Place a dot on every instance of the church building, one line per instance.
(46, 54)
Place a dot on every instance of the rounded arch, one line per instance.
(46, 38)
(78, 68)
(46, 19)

==*==

→ **Task description**
Present every line of the entries above as a numbered list, leaving out blank lines.

→ **Response to this exercise**
1. Place a dot on every instance of the church building, one line per instance.
2. (46, 54)
3. Place a dot on every instance of the rounded arch, one line per instance.
4. (46, 38)
5. (78, 68)
6. (46, 19)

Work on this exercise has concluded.